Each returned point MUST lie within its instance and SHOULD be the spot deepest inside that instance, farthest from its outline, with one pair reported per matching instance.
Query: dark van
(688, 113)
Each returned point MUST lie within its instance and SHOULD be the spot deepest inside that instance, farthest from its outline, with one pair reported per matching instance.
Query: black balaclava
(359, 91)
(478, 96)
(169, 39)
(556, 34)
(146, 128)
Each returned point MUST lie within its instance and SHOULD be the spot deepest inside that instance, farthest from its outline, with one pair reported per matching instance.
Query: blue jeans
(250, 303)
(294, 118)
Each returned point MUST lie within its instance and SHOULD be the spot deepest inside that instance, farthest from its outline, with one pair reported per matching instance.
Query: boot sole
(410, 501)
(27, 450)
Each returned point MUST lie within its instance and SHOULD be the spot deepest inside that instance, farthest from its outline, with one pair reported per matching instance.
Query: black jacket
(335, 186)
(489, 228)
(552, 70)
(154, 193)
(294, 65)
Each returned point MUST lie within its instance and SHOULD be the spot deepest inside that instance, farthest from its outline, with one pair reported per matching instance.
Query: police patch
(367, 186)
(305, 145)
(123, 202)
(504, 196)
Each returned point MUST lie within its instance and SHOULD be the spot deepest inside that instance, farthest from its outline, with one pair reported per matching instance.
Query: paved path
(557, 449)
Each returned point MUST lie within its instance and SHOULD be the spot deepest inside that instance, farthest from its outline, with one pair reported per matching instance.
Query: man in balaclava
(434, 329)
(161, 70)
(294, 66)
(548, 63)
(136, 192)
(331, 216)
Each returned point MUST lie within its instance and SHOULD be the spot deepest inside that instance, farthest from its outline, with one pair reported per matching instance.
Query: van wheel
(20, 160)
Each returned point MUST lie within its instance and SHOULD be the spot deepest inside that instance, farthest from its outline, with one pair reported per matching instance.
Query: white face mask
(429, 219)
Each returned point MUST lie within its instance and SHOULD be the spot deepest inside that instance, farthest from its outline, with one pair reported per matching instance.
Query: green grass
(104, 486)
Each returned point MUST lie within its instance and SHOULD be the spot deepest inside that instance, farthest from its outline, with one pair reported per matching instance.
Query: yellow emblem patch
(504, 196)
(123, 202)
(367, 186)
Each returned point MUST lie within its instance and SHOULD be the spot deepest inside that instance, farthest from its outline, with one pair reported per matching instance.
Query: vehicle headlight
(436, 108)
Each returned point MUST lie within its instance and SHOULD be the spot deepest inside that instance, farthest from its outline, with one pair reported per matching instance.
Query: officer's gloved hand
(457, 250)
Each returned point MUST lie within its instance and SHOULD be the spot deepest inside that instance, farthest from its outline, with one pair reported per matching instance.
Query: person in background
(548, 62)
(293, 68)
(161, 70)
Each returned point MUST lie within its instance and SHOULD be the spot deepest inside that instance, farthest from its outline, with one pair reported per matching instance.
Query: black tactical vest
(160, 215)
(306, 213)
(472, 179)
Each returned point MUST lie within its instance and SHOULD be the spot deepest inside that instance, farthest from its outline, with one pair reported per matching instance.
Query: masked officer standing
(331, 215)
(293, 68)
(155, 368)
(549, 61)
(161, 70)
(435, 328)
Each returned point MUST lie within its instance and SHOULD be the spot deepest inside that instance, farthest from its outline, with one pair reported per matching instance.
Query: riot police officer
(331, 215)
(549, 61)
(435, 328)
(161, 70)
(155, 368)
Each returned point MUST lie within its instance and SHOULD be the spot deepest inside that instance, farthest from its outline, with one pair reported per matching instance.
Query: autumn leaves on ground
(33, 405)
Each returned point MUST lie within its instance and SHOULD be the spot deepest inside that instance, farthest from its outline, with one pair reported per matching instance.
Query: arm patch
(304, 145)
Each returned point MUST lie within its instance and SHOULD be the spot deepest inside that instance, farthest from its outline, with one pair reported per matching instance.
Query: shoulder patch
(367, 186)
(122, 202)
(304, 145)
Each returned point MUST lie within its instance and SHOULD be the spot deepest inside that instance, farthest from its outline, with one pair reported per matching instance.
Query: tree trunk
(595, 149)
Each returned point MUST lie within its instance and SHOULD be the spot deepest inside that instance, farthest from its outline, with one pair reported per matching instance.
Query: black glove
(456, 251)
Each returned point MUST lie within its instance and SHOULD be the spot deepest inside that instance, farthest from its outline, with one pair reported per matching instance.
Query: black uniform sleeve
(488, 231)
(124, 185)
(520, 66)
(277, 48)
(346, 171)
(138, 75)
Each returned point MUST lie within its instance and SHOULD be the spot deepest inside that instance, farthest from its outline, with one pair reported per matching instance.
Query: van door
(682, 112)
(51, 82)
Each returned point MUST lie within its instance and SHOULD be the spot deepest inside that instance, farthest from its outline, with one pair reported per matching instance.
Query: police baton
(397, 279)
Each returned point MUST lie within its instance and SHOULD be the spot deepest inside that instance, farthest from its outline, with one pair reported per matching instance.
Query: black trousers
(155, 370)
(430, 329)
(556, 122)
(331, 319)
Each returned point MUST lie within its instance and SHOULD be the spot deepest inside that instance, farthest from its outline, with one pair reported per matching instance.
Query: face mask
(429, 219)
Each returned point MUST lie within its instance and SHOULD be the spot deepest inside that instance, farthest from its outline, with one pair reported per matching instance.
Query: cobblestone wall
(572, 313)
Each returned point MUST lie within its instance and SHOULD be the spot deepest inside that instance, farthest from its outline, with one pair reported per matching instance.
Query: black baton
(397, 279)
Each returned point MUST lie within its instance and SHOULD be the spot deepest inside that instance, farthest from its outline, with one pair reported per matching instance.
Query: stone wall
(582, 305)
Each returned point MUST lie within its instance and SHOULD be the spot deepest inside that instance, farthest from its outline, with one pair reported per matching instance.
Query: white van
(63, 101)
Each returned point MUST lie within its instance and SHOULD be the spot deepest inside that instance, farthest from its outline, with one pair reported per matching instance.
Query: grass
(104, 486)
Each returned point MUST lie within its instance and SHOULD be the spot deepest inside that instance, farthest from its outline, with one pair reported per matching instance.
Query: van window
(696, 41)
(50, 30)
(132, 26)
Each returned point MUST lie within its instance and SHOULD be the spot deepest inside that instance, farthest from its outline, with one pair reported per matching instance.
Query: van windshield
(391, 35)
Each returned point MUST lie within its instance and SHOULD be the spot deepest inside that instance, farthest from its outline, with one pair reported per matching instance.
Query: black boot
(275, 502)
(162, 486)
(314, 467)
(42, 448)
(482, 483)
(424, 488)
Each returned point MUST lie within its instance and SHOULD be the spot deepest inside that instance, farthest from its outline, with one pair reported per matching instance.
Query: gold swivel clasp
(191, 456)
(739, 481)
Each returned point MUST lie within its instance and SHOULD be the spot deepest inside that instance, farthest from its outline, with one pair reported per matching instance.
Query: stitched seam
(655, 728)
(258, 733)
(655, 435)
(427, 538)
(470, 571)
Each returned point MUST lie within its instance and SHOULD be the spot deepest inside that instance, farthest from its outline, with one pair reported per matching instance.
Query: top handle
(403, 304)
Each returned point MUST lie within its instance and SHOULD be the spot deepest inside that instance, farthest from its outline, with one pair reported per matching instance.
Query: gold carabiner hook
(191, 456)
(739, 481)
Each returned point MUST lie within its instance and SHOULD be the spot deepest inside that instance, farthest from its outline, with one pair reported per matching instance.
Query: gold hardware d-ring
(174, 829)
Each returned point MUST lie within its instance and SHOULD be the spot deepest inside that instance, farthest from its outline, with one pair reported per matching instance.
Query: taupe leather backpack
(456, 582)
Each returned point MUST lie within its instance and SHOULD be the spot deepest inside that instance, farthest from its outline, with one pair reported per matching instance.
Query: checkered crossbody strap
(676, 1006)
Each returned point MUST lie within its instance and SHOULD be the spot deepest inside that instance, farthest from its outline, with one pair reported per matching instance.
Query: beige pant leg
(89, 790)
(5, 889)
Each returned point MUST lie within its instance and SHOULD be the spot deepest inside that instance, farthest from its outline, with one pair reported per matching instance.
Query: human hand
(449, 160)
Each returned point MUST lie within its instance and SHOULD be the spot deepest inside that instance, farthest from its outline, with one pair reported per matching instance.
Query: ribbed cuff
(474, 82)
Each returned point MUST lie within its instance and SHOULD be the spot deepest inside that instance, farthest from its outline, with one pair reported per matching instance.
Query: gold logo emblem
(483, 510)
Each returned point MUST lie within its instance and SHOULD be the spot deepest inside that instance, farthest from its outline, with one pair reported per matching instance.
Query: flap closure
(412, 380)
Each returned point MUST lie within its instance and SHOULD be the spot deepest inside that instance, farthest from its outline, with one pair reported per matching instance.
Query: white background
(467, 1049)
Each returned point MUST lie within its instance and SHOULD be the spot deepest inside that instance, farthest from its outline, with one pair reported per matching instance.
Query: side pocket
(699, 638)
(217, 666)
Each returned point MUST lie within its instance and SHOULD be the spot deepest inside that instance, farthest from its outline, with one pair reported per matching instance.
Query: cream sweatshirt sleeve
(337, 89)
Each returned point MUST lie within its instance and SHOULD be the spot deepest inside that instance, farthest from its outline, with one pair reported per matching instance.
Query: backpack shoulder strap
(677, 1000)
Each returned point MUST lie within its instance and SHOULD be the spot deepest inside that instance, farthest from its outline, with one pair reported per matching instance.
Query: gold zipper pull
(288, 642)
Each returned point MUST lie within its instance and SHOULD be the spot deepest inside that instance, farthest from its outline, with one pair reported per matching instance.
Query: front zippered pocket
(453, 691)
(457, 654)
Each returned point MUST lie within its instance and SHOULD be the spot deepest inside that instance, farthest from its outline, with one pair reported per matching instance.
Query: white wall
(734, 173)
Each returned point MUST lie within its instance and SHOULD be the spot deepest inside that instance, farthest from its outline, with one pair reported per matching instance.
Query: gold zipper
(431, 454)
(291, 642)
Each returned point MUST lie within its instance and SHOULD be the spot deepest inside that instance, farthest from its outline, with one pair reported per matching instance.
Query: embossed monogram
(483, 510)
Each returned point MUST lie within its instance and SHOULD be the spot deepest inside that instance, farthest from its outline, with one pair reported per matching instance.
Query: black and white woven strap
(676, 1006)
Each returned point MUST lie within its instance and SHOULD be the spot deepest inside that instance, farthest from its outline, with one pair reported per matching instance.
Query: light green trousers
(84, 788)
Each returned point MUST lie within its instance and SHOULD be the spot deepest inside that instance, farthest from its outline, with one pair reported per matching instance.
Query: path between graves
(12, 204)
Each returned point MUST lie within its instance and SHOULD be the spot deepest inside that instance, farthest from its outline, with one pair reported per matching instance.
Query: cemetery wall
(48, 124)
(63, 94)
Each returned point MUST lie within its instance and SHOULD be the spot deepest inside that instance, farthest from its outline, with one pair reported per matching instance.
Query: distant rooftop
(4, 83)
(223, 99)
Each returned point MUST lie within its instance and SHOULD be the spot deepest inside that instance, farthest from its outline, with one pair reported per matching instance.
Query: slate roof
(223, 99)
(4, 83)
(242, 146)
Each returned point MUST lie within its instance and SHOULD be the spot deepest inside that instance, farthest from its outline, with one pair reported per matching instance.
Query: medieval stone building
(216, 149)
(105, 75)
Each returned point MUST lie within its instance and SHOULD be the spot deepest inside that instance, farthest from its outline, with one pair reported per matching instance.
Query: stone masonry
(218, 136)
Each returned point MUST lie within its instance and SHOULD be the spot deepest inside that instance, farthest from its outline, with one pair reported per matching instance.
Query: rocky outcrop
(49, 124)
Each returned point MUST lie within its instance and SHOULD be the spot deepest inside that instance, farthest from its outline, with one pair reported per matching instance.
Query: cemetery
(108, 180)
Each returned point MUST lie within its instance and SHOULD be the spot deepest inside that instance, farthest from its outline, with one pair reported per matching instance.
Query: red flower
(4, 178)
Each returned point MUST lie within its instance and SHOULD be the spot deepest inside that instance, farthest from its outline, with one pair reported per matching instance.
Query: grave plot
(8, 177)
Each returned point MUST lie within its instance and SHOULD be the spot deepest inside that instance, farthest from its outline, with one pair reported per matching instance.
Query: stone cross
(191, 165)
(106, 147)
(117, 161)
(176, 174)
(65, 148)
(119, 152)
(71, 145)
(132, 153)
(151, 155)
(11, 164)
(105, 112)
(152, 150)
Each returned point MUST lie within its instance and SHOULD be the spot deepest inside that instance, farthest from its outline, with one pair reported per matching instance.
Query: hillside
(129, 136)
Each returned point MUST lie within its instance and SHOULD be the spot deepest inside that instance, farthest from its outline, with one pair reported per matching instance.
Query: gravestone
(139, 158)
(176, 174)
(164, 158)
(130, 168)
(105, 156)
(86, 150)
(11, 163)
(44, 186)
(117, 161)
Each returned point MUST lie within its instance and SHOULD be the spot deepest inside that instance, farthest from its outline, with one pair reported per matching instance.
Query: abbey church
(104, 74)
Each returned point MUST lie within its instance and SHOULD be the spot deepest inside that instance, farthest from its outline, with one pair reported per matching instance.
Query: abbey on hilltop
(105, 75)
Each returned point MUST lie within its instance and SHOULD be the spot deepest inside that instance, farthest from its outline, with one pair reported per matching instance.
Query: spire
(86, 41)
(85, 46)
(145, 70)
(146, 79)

* Goal *
Locate each line in the listing above that contains the string "path" and copy those lines out in full.

* Worked answer *
Query: paved path
Query: path between graves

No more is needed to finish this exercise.